#### [Tasks and exercises]
[a] In the account of threatening messages, edit the part that opens with the words "It didn’t even" and closes with "or a prank.", replacing "a prank" with "a hoax".
[b] Condense the paragraph of the account of threatening messages that begins "By 11.30 pm" into a short list of its main facts.
[c] Carry on the account of threatening messages from the point at which it stops.

#### [Page extract]
## START

It didn’t even strike me that the message was intended for me. Shortly after, a second message arrived from another unknown number in the afternoon. By evening, a third message arrived compelling me to revise my thoughts about it being wrongly sent to me or a prank.

These thoughts turned to concern and consternation a little later when I received a call from an unknown number. I was then at the Rajiv Chowk Metro station in New Delhi navigating the evening rush hour home. The call quality was poor, but I heard a male voice telling me why a patrakar or anyone else shouldn’t write against rashtriyavaadi taqaat’ (nationalistic force) RSS and BJP. The call was quickly disconnected and the mobile switched off.

By 11.30 pm, when the fourth message turned up, I started getting worried. I had heard about several other journalists receiving similar threats, and treated these messages with a certain degree of scepticism. These could be a ploy of political rivals to discredit the government and the man helming it; they could be from some Hindutva fringe groups just issuing warnings with no real intent to carry these forward; or they could just be part of a sick joke. Perhaps these were the result of obstinate, offensive and unreasonable ideological positions certain journalists take in their articles. Who knows?

## END

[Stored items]
## START

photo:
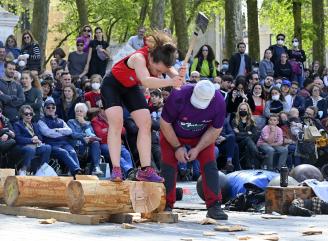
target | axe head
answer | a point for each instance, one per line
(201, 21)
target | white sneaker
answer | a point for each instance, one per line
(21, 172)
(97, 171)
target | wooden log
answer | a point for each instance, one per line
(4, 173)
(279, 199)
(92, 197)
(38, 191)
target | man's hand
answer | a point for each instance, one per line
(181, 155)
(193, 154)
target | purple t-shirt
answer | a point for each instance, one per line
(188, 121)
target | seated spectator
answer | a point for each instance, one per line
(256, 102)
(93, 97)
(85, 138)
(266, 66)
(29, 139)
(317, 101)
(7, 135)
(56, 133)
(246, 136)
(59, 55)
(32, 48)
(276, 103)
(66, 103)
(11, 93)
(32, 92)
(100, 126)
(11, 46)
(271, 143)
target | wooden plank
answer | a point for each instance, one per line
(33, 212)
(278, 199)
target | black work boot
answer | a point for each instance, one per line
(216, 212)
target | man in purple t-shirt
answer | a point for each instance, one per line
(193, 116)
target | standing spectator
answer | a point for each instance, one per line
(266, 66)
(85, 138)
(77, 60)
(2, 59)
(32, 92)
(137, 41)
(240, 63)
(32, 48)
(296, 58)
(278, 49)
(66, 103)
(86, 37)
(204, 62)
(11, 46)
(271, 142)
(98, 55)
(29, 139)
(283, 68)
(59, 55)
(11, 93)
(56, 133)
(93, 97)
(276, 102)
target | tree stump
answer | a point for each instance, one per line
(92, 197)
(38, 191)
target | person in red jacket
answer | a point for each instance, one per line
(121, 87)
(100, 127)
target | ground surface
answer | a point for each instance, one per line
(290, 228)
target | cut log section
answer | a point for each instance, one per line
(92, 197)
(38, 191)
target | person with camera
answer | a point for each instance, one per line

## END

#### [Per-task answers]
[a]
It didn’t even strike me that the message was intended for me. Shortly after, a second message arrived from another unknown number in the afternoon. By evening, a third message arrived compelling me to revise my thoughts about it being wrongly sent to me or a hoax.

[b]
- When the fourth message arrived at 11.30 pm, the writer began to feel worried.
- The writer had heard of other journalists receiving similar threats and regarded such messages with some scepticism.
- Possible explanations considered:
  - a ploy by political rivals to discredit the government and its leader
  - warnings from Hindutva fringe groups with no real intent to act
  - a sick joke
  - a response to obstinate, offensive and unreasonable ideological positions some journalists take in their articles
- The writer concludes that there is no way of knowing.

[c]
But this was happening to me. Not that anything can justify death threats to any journalist, but I just couldn’t comprehend "Why me?" I am a reporter, not an opinion writer. Although I write on national politics, the BJP is not my beat and posturing is not what I do.

With the recent cases of Gauri and Santanu Bhowmik at the back of my mind, I would be lying if I say I was not unnerved. If nothing, whoever sent me the messages got hold of my number and knew I am a journalist. Was I am being watched? That evening on my way home, I was frequently looking over my shoulder for the first time in my life.


On 22 September, I met the Delhi Police commissioner and other senior officials. The sender (or senders) of threat messages could have belonged to the Left, Right or more centrist political ideologies. They may have been some lumpen elements with no ideology of their own, but trying to add fuel to fire. I lodged an official complaint giving details of the mobile phone numbers and screenshots of the threat messages I had received.

The very next day I again received the fifth (and hopefully, final) message from another unknown number. In all, five messages from four mobile phone numbers. The first four were from a single series starting with ‘998’ and the last one from the ‘887’ series.

Meanwhile, I received a call from Anil Sinha, a senior journalist. He told me that he too had received a similar threat. Then I remembered the story of Vijay Gupta, another senior journalist, who too had received a threatening call a fortnight earlier from a 'private' number. The caller claimed he was from Uttar Pradesh. When Gupta challenged him, he disconnected.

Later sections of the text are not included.